**Your instructions**
Rewrite the lines starting at the one containing "aircraft, it would be much appreciated." and ending at the one containing "571), (223, 570)]]" as a Markdown table. Use the columns No. and Text, giving each line a number and leaving out blank lines.
=======
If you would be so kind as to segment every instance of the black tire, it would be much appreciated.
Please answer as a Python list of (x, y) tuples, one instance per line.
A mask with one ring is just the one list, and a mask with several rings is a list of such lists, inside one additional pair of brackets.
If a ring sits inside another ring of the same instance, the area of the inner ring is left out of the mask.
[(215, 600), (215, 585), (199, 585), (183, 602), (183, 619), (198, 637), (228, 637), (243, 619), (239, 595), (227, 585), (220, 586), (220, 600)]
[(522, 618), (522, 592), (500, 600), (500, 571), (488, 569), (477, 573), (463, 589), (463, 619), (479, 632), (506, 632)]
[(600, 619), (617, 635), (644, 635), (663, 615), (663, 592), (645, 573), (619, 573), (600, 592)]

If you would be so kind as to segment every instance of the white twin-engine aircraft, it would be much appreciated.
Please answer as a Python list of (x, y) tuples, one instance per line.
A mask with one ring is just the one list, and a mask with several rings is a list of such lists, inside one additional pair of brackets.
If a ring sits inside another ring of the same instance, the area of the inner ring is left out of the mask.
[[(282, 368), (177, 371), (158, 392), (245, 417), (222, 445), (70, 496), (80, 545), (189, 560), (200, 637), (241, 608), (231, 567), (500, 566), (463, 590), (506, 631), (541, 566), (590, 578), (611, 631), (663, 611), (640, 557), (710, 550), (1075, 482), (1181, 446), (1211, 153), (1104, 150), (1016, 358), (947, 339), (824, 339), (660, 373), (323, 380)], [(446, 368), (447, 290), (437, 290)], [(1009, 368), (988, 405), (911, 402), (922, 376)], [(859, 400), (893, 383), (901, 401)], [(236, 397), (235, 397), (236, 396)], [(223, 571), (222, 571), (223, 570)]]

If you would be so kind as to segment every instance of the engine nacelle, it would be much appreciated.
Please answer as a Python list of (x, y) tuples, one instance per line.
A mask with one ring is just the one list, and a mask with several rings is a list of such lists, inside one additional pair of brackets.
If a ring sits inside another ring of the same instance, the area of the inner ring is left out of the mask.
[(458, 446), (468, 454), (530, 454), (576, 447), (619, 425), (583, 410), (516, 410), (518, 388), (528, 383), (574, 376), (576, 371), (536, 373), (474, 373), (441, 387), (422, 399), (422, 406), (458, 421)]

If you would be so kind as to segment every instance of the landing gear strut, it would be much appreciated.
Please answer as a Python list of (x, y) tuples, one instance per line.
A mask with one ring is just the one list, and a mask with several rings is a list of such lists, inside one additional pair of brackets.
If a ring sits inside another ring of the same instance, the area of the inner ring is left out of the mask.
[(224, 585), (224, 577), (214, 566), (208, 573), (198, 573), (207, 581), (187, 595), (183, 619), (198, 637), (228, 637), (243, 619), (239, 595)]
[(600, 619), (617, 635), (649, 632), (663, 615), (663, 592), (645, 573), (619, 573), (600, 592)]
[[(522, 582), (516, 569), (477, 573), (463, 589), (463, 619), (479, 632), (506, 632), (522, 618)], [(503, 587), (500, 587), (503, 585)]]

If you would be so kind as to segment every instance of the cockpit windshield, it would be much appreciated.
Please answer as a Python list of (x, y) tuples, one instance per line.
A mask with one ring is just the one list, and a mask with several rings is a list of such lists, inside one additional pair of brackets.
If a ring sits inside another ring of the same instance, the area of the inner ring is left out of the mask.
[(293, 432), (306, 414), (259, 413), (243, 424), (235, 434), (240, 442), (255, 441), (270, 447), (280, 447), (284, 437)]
=======
**Task answer**
| No. | Text |
|---|---|
| 1 | If you would be so kind as to segment every instance of the white twin-engine aircraft, it would be much appreciated. |
| 2 | Please answer as a Python list of (x, y) tuples, one instance per line. |
| 3 | A mask with one ring is just the one list, and a mask with several rings is a list of such lists, inside one additional pair of brackets. |
| 4 | If a ring sits inside another ring of the same instance, the area of the inner ring is left out of the mask. |
| 5 | [[(282, 368), (177, 371), (158, 392), (245, 417), (222, 445), (70, 496), (80, 545), (189, 560), (200, 637), (241, 608), (231, 567), (500, 566), (463, 590), (506, 631), (541, 566), (590, 578), (611, 631), (663, 611), (640, 557), (710, 550), (1075, 482), (1181, 446), (1211, 153), (1104, 150), (1016, 358), (947, 339), (824, 339), (660, 373), (323, 380)], [(446, 368), (447, 290), (437, 290)], [(1009, 368), (988, 405), (911, 402), (922, 376)], [(859, 400), (893, 383), (901, 401)], [(236, 397), (235, 397), (236, 396)], [(223, 571), (222, 571), (223, 570)]] |